____ Extracted material

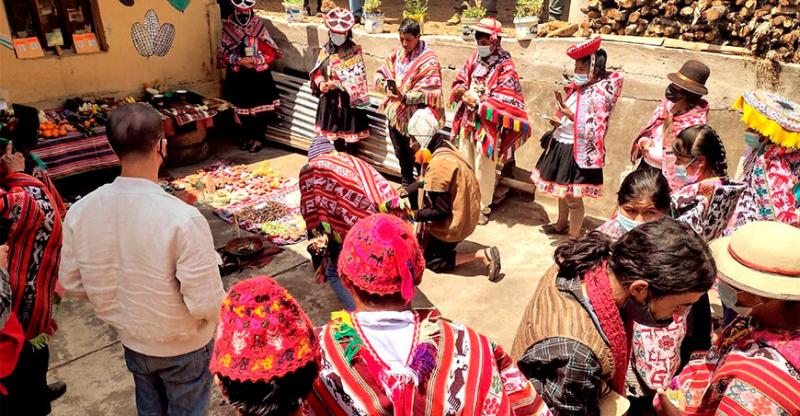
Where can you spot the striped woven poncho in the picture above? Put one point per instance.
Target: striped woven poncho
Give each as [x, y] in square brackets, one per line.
[337, 190]
[419, 79]
[500, 123]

________

» **Given problem**:
List the lines above as a numbered list, skipping any blank lines and leaving out the pictures.

» **Solved exercise**:
1. Where can you spot the striped woven poncho in the picture above? Put one point per instance.
2. Target: striped woven poncho
3. Give each as [x, y] in square brackets, one per line.
4. [337, 190]
5. [419, 79]
6. [500, 123]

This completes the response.